Tell me how many lines in the data below hold the string "provide", and say nothing else.
-=-=-=-=-
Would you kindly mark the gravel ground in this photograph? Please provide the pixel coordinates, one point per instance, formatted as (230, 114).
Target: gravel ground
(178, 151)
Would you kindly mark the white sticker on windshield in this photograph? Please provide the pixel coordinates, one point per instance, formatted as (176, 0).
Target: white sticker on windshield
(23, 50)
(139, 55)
-=-=-=-=-
Answer section: 2